EXERCISE INSTRUCTIONS ->
Pick out each line below that contains the word "grass", and copy those lines.

==============================

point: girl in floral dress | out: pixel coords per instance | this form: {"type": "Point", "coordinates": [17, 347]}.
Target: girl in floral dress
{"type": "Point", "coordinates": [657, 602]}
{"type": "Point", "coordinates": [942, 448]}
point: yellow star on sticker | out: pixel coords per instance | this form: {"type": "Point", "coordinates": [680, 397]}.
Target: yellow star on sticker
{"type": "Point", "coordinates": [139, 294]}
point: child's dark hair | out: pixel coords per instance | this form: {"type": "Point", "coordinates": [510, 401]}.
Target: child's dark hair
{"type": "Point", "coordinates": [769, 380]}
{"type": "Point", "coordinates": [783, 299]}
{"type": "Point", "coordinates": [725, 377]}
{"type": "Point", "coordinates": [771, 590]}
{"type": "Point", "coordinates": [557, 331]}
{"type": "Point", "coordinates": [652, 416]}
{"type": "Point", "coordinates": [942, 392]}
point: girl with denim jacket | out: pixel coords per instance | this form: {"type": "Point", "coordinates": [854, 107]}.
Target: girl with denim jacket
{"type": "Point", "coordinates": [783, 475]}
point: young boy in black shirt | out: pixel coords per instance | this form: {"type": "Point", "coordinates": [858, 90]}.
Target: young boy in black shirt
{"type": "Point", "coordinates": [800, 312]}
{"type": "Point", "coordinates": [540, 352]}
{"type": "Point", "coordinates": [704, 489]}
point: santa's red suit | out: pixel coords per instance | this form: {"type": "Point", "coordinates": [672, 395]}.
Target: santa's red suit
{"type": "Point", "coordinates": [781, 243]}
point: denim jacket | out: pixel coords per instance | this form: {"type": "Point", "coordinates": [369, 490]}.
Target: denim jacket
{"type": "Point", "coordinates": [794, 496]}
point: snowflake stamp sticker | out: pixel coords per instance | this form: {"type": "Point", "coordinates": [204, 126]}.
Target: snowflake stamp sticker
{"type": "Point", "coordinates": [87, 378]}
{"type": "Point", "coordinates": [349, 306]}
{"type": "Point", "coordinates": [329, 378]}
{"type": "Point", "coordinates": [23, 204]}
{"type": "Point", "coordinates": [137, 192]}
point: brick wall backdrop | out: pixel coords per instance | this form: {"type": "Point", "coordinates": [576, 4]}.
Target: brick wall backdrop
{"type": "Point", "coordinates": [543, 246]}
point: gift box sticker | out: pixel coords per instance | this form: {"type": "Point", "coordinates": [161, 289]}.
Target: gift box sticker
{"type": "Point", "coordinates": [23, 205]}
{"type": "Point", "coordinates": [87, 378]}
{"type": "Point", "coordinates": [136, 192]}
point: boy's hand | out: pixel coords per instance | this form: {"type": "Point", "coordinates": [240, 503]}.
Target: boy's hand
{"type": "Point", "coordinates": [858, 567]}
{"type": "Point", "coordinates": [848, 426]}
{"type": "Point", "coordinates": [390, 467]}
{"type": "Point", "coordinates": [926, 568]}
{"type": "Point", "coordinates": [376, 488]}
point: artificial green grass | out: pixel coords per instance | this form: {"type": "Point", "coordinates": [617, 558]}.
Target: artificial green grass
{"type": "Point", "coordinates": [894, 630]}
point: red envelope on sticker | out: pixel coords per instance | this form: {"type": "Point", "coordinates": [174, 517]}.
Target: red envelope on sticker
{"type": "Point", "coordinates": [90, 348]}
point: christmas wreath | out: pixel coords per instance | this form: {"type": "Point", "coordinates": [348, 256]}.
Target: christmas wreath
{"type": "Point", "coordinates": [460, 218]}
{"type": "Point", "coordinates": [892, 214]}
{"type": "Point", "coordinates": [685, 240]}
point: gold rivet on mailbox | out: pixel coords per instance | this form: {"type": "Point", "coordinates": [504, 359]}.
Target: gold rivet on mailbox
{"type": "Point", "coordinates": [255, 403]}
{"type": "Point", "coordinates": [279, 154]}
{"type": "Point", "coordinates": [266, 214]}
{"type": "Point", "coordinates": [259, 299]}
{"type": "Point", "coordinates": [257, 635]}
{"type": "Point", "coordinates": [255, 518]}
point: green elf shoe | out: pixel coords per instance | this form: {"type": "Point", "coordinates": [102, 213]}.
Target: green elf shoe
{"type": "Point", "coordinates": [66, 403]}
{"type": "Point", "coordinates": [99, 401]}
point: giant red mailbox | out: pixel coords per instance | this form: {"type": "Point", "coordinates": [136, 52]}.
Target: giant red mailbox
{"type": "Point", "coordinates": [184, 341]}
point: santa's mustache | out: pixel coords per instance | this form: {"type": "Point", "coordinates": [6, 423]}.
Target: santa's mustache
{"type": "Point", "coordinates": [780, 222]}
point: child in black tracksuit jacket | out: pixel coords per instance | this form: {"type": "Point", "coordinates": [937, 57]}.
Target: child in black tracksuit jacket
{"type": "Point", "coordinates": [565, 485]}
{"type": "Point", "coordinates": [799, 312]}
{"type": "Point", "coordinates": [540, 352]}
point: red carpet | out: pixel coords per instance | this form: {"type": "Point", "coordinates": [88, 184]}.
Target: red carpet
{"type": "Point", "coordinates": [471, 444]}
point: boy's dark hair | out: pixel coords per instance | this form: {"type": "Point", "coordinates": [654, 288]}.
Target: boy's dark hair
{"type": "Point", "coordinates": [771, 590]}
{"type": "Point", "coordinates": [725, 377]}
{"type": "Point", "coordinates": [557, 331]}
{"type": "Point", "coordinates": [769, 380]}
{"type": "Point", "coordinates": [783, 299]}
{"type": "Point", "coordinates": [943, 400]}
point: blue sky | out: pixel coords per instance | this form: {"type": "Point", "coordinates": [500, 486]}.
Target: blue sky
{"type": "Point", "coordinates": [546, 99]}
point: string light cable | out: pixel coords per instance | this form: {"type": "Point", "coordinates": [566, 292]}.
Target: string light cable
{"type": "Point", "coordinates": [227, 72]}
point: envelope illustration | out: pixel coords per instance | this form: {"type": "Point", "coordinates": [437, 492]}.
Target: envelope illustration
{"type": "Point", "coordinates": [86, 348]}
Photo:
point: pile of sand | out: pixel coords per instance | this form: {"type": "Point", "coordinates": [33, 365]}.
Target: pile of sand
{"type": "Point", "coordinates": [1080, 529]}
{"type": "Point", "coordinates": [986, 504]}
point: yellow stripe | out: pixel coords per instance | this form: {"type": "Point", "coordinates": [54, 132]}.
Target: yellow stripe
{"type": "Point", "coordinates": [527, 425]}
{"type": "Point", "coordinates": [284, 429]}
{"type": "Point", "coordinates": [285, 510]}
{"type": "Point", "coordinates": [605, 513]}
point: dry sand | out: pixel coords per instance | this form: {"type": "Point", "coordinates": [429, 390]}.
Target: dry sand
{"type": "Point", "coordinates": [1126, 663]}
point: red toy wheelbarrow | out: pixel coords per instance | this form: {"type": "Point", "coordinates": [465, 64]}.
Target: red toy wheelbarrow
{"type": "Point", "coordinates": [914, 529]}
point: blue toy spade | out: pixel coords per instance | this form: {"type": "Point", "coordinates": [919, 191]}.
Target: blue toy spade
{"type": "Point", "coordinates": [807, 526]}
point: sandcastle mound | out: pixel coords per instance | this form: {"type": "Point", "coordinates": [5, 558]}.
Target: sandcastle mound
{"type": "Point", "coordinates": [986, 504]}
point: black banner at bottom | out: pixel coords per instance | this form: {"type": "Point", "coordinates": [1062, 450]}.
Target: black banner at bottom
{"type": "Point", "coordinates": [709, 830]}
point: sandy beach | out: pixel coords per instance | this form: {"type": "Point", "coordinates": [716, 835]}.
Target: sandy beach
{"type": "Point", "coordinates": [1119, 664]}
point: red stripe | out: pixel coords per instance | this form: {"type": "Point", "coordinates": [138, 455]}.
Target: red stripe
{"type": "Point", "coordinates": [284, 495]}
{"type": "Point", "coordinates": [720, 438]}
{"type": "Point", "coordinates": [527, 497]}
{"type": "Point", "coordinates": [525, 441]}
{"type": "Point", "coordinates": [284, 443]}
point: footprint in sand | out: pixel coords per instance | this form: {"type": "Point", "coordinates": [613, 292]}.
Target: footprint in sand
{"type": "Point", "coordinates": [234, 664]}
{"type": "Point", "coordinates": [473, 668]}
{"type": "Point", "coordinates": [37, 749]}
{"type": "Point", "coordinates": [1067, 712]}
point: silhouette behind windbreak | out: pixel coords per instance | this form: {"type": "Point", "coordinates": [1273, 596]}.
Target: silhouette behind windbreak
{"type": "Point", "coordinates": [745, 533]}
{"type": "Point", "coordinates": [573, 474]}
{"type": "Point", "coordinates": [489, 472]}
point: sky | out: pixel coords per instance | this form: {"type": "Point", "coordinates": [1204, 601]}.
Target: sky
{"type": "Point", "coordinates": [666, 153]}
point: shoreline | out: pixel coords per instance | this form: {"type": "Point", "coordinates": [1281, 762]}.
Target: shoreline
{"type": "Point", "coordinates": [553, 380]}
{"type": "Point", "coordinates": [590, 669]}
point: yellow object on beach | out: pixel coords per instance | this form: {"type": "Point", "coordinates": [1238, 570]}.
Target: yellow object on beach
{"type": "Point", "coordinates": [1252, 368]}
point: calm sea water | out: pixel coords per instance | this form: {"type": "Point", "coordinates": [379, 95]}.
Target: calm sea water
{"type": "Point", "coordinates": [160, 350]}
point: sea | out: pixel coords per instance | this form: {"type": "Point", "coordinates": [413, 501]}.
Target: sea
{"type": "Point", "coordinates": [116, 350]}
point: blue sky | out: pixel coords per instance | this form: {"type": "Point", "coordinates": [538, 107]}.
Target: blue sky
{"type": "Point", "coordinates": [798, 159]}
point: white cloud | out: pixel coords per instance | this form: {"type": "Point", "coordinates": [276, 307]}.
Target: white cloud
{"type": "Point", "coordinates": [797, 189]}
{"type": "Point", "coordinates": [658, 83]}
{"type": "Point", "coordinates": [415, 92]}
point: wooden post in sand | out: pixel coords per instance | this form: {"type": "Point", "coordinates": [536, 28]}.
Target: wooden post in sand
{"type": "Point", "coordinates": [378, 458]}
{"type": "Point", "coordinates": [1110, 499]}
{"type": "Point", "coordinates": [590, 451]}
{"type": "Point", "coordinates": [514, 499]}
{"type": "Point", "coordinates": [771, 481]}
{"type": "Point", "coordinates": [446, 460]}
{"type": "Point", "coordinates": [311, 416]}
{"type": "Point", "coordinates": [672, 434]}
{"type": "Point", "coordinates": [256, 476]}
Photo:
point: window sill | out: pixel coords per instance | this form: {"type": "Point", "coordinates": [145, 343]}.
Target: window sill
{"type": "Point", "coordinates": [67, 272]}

==============================

FINISHED ANSWER ->
point: artificial green grass | out: pixel coords per instance | this form: {"type": "Point", "coordinates": [617, 558]}.
Target: artificial green grass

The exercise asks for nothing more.